Requirement ::
Each line from the line that includes "Check that one keypoint sits on every instance of the elderly" through the end of the material below must be transcribed exactly, with no other lines.

Dataset ::
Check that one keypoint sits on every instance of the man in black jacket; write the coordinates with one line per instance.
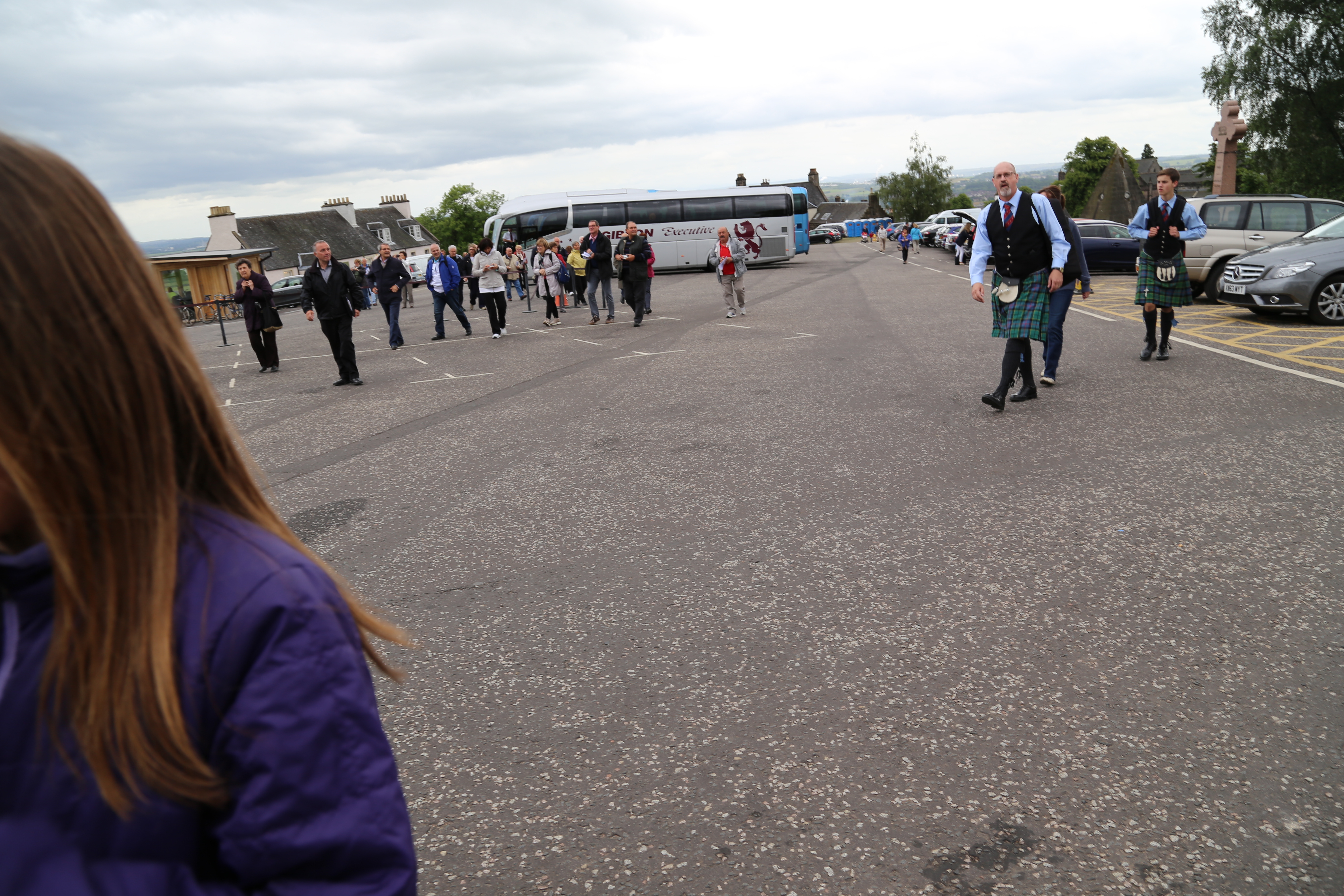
(597, 249)
(331, 289)
(389, 277)
(632, 256)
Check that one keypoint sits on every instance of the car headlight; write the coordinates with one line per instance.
(1289, 271)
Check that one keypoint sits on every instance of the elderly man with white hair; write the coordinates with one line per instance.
(1030, 252)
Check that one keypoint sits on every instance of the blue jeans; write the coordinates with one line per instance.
(607, 296)
(393, 309)
(1060, 301)
(453, 299)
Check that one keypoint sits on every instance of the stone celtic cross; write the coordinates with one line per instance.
(1228, 132)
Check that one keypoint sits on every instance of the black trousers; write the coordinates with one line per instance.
(264, 344)
(494, 304)
(336, 330)
(632, 294)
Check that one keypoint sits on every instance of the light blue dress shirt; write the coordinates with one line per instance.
(1194, 226)
(983, 248)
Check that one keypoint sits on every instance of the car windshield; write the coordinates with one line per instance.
(1334, 228)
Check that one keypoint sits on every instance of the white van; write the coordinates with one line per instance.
(952, 217)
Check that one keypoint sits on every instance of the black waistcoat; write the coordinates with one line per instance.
(1164, 245)
(1023, 249)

Completed exercise ::
Check that one keypoint sits on every instance of the elderly man with white hair; write the coordinates with one line per instance.
(1030, 252)
Check that one keypoint sits on every instance of the blue jeans; write the coordinates with one line per instance.
(607, 296)
(393, 309)
(1060, 301)
(453, 299)
Check that one keypoint sits on every instance of the stone celtic cross; write the coordinates with one line per instance.
(1228, 132)
Check that one keypoint sits on every instance of the black trousers; write the coordinates with one line per instance.
(264, 344)
(494, 304)
(336, 330)
(632, 294)
Check that one keypoint sits on every instance of the light blue dress shirt; write the coordinates with one line per instance.
(1194, 226)
(983, 248)
Check that one keypoint sits on every instance of the car windshield; write the coordinates with one line per instance.
(1334, 228)
Check that one keypoint sits on every instance of the white van; write the coordinates with one line per instance.
(952, 217)
Check that one keypoint sits on every instance of the black waistcoat; write the coordinates with one line per instance.
(1164, 245)
(1023, 249)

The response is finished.